■ **The exercise**: Edit the listing below by replacing "locate" with "find" everywhere it occurs and keeping every other line the same. Omit the pictures from your output.

■ **Dataset rows**:
────────────────────────────────────────

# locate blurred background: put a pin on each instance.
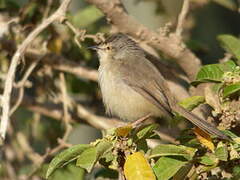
(31, 130)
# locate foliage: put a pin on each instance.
(38, 130)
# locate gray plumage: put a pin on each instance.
(132, 87)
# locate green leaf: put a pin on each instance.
(228, 66)
(66, 157)
(172, 150)
(183, 172)
(87, 159)
(192, 102)
(137, 166)
(208, 160)
(230, 4)
(231, 89)
(91, 155)
(69, 171)
(236, 172)
(221, 152)
(231, 44)
(230, 134)
(87, 16)
(214, 72)
(209, 73)
(145, 132)
(167, 167)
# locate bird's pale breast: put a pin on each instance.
(120, 99)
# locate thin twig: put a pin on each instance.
(66, 103)
(182, 17)
(170, 46)
(21, 85)
(60, 13)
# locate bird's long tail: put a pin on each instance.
(204, 125)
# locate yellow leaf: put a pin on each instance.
(124, 130)
(204, 138)
(137, 167)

────────────────────────────────────────

■ **Task response**:
# find blurred background: put a pin on each instance.
(31, 130)
# find foliage: put a pin on each instance.
(38, 130)
# find gray plumage: put a pin on each instance.
(132, 87)
# find green leaf: put a pin on each instance.
(228, 66)
(66, 157)
(172, 150)
(183, 172)
(87, 159)
(192, 102)
(137, 166)
(208, 160)
(230, 4)
(231, 89)
(91, 155)
(69, 171)
(236, 172)
(221, 152)
(231, 44)
(230, 134)
(87, 16)
(214, 72)
(209, 73)
(145, 132)
(167, 167)
# find bird's pale breast: put a pin on each instance.
(120, 99)
# find thin twig: put a pin on each instance.
(66, 103)
(182, 17)
(170, 46)
(21, 85)
(60, 13)
# find bird's long tail: put a pin on each instance.
(204, 125)
# find yellow leaf: put a pin on each instance.
(124, 130)
(204, 138)
(137, 167)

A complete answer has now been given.